**TEXT SEGMENT**
══════════

Poking around the bookshop at the Wellcome Trust, as is my occasional habit, I recently came across a small book, not much bigger than my hand, that, in spite of my seasonal poverty, I knew I had to buy. (I have never quite succeeded in aligning my passion for books with their price, some infant part of me believing that knowledge should not be reduced to the cash nexus.) The book in question, Li: dynamic form in nature, is a typology of naturally occurring patterns. No doubt most of us will have looked from time to time at the ripple of a sand dune or the ribs of a ‘mackerel sky’ – the phrase itself pulling attention to the way the lateral markings on the fish echo the shapes of the high furled cloud – and wondered how the play of blind forces gives rise to patterns that so delight the eye. Born on a boat, one of my earliest pleasures was watching the endless fluid forms of the river as it slid downstream, its whorls and eddies, its ripples and races, a lovely liquid interplay between confusion and order.

══════════

**TASK STATEMENT**
Render this sentence from the passage about a book on natural patterns into Spanish: "The book in question, Li: dynamic form in nature, is a typology of naturally occurring patterns."

══════════

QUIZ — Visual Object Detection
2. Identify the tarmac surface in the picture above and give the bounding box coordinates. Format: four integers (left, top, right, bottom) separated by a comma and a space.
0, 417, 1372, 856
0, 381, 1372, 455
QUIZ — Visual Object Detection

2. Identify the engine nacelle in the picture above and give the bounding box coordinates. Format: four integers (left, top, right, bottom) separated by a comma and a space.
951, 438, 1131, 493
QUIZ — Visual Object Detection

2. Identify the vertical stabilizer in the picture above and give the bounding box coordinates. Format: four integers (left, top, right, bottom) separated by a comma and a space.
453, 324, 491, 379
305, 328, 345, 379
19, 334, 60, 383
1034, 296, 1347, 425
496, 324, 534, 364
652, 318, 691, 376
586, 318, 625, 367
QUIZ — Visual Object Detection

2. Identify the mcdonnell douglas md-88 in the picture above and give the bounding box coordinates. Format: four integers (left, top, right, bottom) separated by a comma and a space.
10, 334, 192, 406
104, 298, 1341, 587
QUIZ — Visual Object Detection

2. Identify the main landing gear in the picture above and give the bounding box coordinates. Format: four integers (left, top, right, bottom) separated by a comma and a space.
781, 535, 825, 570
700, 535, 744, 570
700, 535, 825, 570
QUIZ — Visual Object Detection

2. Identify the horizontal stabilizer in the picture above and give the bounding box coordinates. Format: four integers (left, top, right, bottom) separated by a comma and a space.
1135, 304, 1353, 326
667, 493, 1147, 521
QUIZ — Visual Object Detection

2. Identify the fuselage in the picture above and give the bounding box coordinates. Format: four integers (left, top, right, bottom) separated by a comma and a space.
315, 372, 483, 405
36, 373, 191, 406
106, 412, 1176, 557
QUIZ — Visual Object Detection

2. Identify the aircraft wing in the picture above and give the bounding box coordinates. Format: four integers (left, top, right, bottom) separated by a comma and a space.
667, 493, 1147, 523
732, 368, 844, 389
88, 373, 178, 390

══════════

**CORRECT RESULT**
El libro en cuestión, Li: dynamic form in nature, es una tipología de patrones que se dan de forma natural.